• REQUEST
Render the listing below as a Markdown table with the columns Row and Listing line, starting at the line that contains "Task: set one pin on each instance of the white" and ending at the final line of the listing. Leave out blank lines.

═════ ENTRIES SHOWN

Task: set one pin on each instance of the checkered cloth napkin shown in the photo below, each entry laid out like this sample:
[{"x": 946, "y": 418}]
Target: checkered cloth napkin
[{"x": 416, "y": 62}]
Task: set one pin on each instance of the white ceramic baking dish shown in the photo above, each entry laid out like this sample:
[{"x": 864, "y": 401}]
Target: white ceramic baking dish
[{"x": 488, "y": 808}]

══════════

• FINAL RESULT
| Row | Listing line |
|---|---|
| 1 | Task: set one pin on each instance of the white ceramic baking dish shown in the photo above, each entry laid out like this sample: |
| 2 | [{"x": 864, "y": 401}] |
| 3 | Target: white ceramic baking dish |
| 4 | [{"x": 488, "y": 808}] |